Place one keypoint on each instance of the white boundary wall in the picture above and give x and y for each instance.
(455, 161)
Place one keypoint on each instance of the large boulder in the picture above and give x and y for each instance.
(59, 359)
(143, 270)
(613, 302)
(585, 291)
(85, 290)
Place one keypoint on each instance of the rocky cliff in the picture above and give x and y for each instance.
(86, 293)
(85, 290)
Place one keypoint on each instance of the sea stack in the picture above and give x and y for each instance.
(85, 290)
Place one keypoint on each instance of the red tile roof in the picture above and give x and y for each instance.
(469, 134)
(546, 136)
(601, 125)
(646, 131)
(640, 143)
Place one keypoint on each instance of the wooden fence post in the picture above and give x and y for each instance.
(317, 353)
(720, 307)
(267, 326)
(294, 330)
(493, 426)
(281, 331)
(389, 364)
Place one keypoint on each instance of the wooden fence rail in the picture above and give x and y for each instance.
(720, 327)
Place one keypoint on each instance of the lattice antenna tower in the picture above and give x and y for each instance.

■ EXERCISE BRIEF: Give exactly the lines from the one with "Place one keypoint on each instance of the large" to the end of the entries, nothing before them.

■ REPLY TO THE TASK:
Place one keypoint on each instance of the large boulder in the picture above and give x and y for each instance.
(59, 359)
(143, 270)
(613, 302)
(585, 291)
(85, 290)
Place one keypoint on each instance of the rocky cliff in the picture above and give x and y for each instance.
(86, 293)
(85, 290)
Place one keypoint on each instance of the sea stack in the picture above and give x and y for each instance.
(85, 290)
Place one keypoint on each instance of the red tile roof in the picture above and give x and y for each instance.
(469, 134)
(546, 136)
(601, 125)
(646, 131)
(640, 143)
Place one keypoint on each instance of the wooden fence post in the picture above and give x and y for each instance.
(317, 353)
(720, 307)
(267, 326)
(294, 330)
(493, 426)
(281, 331)
(389, 364)
Place one keypoint on each instance of the wooden fence rail in the picture above and give x and y for each instance.
(720, 327)
Place one keypoint on each instance of the lattice antenna tower in the picture above and give x and y for each instance.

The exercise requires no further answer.